- Genre: Sitcom
- Created by: John Esmonde; Bob Larbey;
- Directed by: Derrick Goodwin
- Starring: Bernard Holley; Jill Kerman; Marc Gilbey; Polly Bell; John Alford; Sam Kelly; Marcia Warren;
- Composer: Denis King
- Country of origin: United Kingdom
- Original language: English
- No. of series: 2
- No. of episodes: 13

Production
- Producers: Derrick Goodwin (Series 1); Humphrey Barclay (Series 2);
- Production locations: London, England, UK
- Running time: 30 minutes
- Production company: LWT

Original release
- Network: ITV
- Release: 24 July 1983 – 12 August 1984

= Now and Then (TV series) =

ITV television sitcom 1983–84

Now and Then is a British World War II sitcom written by John Esmonde and Bob Larbey that aired on ITV in the early to mid 1980s. It ran for two series: the first series of seven episodes ran from 24 July to 4 September 1983, and the second and final series of six episodes ran from 8 July to 12 August 1984. The show was produced by LWT for the ITV network.

## Material shown
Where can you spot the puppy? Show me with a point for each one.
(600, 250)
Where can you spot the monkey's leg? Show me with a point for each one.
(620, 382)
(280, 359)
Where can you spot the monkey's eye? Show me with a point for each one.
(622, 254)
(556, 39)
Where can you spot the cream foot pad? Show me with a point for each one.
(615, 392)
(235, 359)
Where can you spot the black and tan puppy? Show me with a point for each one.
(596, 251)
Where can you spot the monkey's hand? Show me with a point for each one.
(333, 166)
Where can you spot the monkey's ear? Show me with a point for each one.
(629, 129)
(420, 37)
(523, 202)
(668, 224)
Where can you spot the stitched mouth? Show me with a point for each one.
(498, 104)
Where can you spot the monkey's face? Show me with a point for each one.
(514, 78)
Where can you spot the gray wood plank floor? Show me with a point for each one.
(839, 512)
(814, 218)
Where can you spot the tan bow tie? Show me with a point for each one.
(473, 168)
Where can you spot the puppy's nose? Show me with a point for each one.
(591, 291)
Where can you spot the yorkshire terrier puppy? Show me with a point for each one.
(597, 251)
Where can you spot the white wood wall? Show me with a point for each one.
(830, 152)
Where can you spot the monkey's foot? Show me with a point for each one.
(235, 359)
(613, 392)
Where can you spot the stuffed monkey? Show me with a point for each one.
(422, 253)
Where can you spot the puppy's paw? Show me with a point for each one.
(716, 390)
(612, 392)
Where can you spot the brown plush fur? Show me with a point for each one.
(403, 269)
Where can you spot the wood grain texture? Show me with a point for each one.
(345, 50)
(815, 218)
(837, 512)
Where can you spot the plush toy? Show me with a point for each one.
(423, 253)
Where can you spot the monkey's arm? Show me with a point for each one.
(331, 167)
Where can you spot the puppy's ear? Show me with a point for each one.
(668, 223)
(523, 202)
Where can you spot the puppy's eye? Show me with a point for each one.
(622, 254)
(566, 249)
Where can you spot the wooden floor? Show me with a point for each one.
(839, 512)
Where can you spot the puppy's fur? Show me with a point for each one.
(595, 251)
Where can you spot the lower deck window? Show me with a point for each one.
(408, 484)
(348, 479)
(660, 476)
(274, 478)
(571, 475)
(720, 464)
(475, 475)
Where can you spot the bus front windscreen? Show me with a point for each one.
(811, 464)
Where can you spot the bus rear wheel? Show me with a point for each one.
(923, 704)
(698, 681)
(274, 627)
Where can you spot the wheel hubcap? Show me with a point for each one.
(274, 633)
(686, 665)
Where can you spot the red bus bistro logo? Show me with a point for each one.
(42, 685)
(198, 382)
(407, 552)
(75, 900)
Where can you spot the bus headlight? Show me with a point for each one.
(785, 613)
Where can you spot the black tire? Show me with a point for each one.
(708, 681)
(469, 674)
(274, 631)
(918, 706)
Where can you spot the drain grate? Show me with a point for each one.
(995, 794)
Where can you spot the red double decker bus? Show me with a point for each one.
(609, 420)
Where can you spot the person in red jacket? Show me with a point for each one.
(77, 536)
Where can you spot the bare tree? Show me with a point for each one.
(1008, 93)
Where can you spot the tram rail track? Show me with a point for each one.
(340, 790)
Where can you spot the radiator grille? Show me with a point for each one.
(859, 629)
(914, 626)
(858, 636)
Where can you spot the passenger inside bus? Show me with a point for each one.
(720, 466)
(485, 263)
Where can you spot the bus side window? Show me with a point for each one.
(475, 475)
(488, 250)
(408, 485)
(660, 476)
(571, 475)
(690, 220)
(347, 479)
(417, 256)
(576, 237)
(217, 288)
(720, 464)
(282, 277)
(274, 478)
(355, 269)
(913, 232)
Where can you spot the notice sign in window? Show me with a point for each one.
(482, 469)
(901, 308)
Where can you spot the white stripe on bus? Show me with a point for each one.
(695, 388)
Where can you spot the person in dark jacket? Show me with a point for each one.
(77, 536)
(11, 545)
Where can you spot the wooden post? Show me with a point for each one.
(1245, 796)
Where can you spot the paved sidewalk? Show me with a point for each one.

## Your goal
Pick up the text on the sitcom Now and Then after its final sentence and continue it. The rows were drawn from a different source than the text on the Now and Then sitcom.

## Solved problem
==Plot==
An unusual Esmonde and Larbey sitcom, with drama roots, the premise of Now And Then was the planned sale of a South London house where a middle-aged husband and father of two, Peter Elston (Bernard Holley), had spent his entire life. The potential move awoke in him a scrapbook of memories, so part of each episode was spent in the past - during the Second World War, when
Peter was seven/eight years old - and part in the present, where Peter's rebellious son Alan (Marc Gilbey) reminded him of how he used to be.

It was the war years - as seen through the eyes of a small boy (John Alford) - that shone through the mist, however. As Peter saw it, his father, Norman (Sam Kelly), was a great sage; Mum (Jill Kerman) was a heroine; Grandad (Arthur Lovegrove) (who had died by the second series) and Gran (Liz Smith) doted upon him; psychic Aunt Sadie (June Brown) and Uncle Gordon (Barry Stanton), who owned a surgical appliances shop, caused plenty of merriment; elder sister Sonia (Cindy O'Callaghan) married a GI named Nelson (Alan Polonsky) and fell pregnant; another sister, Mary (Tracy Hyde), joined the ATS and went about with a boyfriend named Randall (Ray Burdis); and brother Ted (Martin Gower) was away in the forces. For young Peter, wartime meant exciting uncertainty, blackouts, the Anderson Shelter, food shortages and a doodlebug bomb interrupting one of his piano lessons.

== Cast ==
- Bernard Holley as Older Peter Elston
- Jill Kerman as Jill Elston
- Marc Gilbey as Alan Elston
- Polly Bell as Amanda Elston
- John Alford as Young Peter Elston
- Sam Kelly as Norman Elston
- Marcia Warren as Bet Elston
- Liz Smith as Gran
- Arthur Lovegrove as Grandad (Series 1)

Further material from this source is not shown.